**DATASET RECORDS:**
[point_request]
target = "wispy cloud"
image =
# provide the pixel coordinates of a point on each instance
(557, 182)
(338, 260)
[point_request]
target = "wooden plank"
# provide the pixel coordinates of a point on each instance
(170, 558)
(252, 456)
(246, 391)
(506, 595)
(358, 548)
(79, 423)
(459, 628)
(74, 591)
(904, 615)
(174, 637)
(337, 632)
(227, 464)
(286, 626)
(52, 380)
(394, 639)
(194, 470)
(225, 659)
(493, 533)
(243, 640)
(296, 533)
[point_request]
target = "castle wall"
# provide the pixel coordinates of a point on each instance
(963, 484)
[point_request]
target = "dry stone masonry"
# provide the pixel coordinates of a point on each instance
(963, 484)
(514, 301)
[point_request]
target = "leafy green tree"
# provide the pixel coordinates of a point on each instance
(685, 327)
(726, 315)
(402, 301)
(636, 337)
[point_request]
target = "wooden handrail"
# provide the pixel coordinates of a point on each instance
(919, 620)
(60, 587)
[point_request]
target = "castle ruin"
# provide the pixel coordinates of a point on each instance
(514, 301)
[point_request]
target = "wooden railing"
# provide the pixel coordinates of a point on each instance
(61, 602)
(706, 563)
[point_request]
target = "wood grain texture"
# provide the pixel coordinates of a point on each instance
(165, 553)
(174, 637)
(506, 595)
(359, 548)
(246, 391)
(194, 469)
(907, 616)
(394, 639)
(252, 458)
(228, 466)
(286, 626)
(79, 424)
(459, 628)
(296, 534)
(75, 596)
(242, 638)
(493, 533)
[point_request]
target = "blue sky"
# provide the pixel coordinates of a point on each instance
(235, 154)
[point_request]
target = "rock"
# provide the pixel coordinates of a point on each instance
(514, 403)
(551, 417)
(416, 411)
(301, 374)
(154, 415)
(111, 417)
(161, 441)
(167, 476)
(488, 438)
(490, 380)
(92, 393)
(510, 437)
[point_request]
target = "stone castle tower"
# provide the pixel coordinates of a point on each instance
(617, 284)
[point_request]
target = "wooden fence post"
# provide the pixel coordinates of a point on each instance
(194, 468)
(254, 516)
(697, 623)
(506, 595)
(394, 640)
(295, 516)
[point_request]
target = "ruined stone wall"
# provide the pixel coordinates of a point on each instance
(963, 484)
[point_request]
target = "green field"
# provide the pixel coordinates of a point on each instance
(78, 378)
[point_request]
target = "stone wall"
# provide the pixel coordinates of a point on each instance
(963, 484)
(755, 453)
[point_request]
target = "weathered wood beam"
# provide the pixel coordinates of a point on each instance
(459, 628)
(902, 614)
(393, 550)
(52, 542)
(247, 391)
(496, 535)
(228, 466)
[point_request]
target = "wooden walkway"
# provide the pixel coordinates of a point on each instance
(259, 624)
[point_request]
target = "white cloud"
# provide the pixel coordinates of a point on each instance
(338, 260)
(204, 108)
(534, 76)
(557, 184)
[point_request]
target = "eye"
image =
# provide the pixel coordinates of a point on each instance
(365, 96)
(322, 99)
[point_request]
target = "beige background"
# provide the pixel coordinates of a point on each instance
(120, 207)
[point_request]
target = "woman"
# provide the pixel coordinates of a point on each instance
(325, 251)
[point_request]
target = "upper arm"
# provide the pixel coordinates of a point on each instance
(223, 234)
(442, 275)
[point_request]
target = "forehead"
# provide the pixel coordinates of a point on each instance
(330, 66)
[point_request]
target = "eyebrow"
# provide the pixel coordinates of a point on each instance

**WORK TO COMPLETE:** Select every line of the data above that contains the string "wall".

**TASK OUTPUT:**
target = "castle wall"
target = "ruined stone wall"
target = "stone wall"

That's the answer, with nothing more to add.